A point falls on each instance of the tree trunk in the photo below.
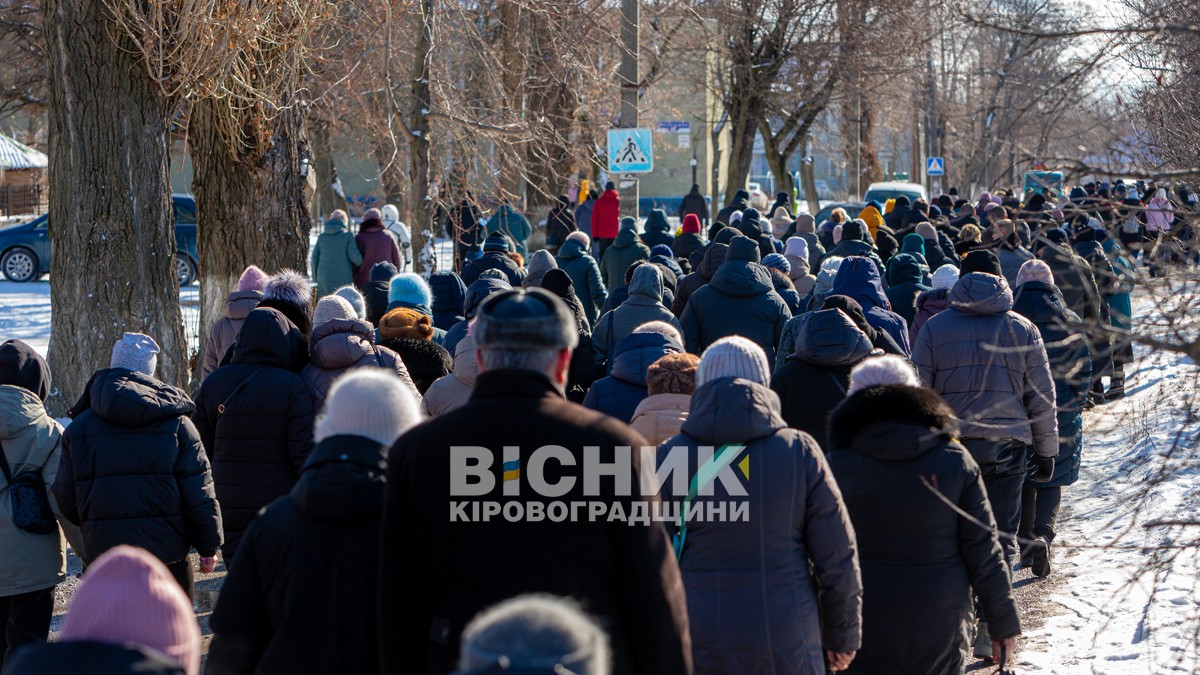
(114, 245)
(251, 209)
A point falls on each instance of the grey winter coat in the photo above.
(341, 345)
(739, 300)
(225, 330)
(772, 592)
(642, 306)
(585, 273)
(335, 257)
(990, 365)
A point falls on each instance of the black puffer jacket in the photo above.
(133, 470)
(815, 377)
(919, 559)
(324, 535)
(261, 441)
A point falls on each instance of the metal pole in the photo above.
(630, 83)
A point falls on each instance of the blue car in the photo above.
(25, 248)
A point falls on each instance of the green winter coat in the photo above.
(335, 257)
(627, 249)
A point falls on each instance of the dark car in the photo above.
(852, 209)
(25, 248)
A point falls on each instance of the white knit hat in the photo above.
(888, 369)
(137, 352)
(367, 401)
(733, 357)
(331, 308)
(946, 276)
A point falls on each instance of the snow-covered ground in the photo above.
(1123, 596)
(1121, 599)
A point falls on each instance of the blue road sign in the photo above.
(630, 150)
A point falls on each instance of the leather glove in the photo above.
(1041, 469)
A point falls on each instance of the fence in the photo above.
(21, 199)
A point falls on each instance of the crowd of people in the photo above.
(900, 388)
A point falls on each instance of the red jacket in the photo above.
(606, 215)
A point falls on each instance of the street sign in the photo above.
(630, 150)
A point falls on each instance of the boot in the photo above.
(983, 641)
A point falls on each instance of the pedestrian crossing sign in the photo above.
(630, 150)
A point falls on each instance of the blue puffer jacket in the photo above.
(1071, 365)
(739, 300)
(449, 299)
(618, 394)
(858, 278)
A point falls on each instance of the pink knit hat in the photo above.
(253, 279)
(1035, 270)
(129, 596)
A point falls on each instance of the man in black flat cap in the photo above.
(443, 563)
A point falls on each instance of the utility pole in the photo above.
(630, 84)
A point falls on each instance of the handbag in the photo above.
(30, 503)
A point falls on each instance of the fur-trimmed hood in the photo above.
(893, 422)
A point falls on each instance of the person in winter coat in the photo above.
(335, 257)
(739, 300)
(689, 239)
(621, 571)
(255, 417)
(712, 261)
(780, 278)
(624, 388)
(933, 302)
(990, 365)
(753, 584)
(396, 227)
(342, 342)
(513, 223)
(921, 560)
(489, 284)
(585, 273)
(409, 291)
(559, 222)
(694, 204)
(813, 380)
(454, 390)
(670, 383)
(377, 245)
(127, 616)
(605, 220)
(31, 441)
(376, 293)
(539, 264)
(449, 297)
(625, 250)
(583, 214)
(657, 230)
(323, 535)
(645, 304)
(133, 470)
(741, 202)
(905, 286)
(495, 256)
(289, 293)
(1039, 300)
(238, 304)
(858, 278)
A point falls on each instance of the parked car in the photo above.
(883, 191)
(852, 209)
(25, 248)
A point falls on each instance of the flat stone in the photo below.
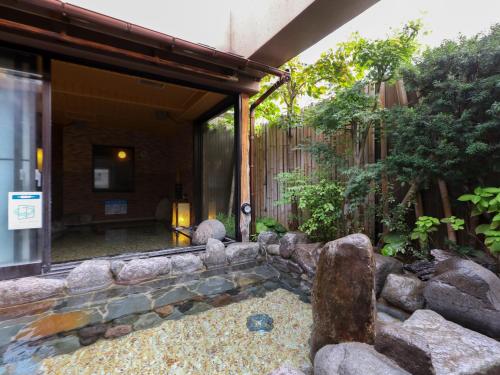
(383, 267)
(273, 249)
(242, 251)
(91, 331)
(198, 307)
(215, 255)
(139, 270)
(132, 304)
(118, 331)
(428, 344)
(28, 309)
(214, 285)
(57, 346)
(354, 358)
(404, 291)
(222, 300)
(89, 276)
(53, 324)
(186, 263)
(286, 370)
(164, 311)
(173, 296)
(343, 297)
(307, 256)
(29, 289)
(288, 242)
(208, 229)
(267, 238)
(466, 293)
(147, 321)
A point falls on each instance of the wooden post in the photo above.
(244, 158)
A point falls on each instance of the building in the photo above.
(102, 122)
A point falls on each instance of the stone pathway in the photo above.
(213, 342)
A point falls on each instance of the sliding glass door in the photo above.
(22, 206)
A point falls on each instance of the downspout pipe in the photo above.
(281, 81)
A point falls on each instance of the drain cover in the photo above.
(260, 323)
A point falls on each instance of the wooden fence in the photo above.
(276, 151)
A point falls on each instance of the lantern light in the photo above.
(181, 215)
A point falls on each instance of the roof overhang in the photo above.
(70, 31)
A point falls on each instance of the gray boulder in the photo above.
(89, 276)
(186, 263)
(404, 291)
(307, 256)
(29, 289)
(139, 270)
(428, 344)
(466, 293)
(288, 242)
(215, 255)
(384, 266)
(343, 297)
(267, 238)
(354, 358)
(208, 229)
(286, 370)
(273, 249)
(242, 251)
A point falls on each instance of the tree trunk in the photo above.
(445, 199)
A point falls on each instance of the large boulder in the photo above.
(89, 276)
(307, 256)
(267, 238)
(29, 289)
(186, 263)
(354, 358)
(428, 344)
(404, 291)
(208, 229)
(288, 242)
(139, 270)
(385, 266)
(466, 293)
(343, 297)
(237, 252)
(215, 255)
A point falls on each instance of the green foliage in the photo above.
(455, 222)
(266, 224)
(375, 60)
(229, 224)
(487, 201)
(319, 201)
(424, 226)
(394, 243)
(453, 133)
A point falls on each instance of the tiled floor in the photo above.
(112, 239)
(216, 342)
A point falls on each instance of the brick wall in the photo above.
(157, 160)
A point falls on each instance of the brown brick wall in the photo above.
------------------------------
> _What you have to do_
Retype the entries word for word. Omit any images.

> _Task result_
A point falls on each instance of the tree trunk in the photo below.
(114, 245)
(251, 209)
A point falls on each instance of the grey winter coat in the photo above.
(341, 345)
(739, 300)
(225, 330)
(772, 592)
(642, 306)
(585, 273)
(335, 257)
(990, 365)
A point falls on each instance of the black puffer jacket in the photo above.
(133, 470)
(815, 377)
(919, 559)
(324, 535)
(261, 441)
A point falls on each instance of the metal pole in the photo above.
(630, 83)
A point falls on each instance of the blue car in the photo above.
(25, 248)
A point falls on each instance of the green winter coat in the photo above.
(335, 257)
(627, 249)
A point falls on each instance of the dark car in the photo above.
(852, 209)
(25, 248)
A point falls on each instance of the white knit hat in the photo above.
(888, 369)
(137, 352)
(367, 401)
(733, 357)
(331, 308)
(946, 276)
A point falls on each instance of the snow-covered ground in the photo above.
(1123, 596)
(1121, 599)
A point falls on each instance of the blue road sign in the photo above.
(630, 150)
A point falls on each instance of the leather glove in the photo above.
(1041, 469)
A point falls on each instance of the fence in the photo above.
(21, 199)
A point falls on each instance of the crowd of people in the photo above.
(900, 388)
A point falls on each instance of the red jacket in the photo above.
(606, 215)
A point falls on each instance of the street sign in the photo above.
(630, 150)
A point falls on each instance of the boot in the photo above.
(983, 641)
A point falls on each instance of the pedestrian crossing sign in the photo above.
(630, 150)
A point falls on each instance of the blue puffer jacket in the photo above.
(1071, 365)
(739, 300)
(449, 299)
(618, 394)
(858, 278)
A point falls on each instance of the pink knit hat in the photo above.
(253, 279)
(1035, 270)
(129, 596)
A point falls on each instance of the man in black flat cap in the photo above.
(443, 563)
A point falls on each instance of the utility pole in the photo above.
(630, 84)
A point falls on each instance of the handbag in the photo above.
(30, 503)
A point falls on each instance of the fur-trimmed hood in the photo above.
(893, 422)
A point falls on each instance of the person in winter coat in the photo above.
(335, 257)
(739, 300)
(689, 239)
(621, 571)
(255, 417)
(712, 261)
(780, 278)
(624, 388)
(933, 302)
(990, 365)
(753, 584)
(396, 227)
(342, 342)
(513, 223)
(921, 560)
(489, 284)
(585, 273)
(409, 291)
(559, 222)
(694, 204)
(813, 380)
(454, 390)
(670, 383)
(377, 245)
(127, 616)
(605, 220)
(31, 441)
(376, 293)
(539, 264)
(449, 297)
(625, 250)
(583, 214)
(657, 230)
(323, 535)
(645, 304)
(133, 470)
(741, 202)
(905, 286)
(495, 256)
(289, 293)
(1039, 300)
(238, 304)
(858, 278)
A point falls on each instance of the parked car in the photo above.
(883, 191)
(852, 209)
(25, 248)
A point falls on each instance of the flat stone in the photo below.
(383, 267)
(273, 249)
(242, 251)
(91, 331)
(198, 307)
(215, 255)
(139, 270)
(132, 304)
(118, 331)
(428, 344)
(28, 309)
(214, 285)
(57, 346)
(354, 358)
(404, 291)
(222, 300)
(89, 276)
(53, 324)
(186, 263)
(286, 370)
(164, 311)
(173, 296)
(343, 297)
(307, 256)
(29, 289)
(288, 242)
(208, 229)
(267, 238)
(466, 293)
(147, 321)
A point falls on each instance of the wooden post in the photo above.
(244, 158)
A point falls on each instance of the building in the photo above.
(102, 122)
A point falls on each instance of the stone pathway in the photo above.
(213, 342)
A point falls on each instance of the sliding glass door in the photo above.
(22, 206)
A point falls on each instance of the downspout pipe in the photo above.
(281, 81)
A point falls on each instance of the drain cover in the photo above.
(260, 323)
A point falls on each instance of the wooden fence in the photo above.
(276, 151)
A point falls on each instance of the lantern light in the photo above.
(181, 215)
A point falls on each instance of the roof overhang in the photo above.
(70, 31)
A point falls on each instance of the gray boulder in the photo above.
(89, 276)
(186, 263)
(404, 291)
(307, 256)
(29, 289)
(139, 270)
(428, 344)
(466, 293)
(288, 242)
(215, 255)
(384, 266)
(343, 297)
(267, 238)
(354, 358)
(208, 229)
(286, 370)
(273, 249)
(242, 251)
A point falls on each instance of the tree trunk in the photo above.
(445, 199)
A point falls on each instance of the large boulder in the photo above.
(89, 276)
(307, 256)
(267, 238)
(29, 289)
(186, 263)
(354, 358)
(428, 344)
(404, 291)
(208, 229)
(288, 242)
(139, 270)
(385, 266)
(466, 293)
(343, 297)
(237, 252)
(215, 255)
A point falls on each instance of the green foliage in the photo above.
(455, 222)
(266, 224)
(375, 60)
(229, 224)
(487, 201)
(319, 201)
(424, 226)
(394, 243)
(453, 133)
A point falls on each instance of the tiled floor in the photo above.
(112, 239)
(216, 342)
A point falls on each instance of the brick wall in the photo above.
(157, 160)
A point falls on each instance of the brown brick wall in the photo above.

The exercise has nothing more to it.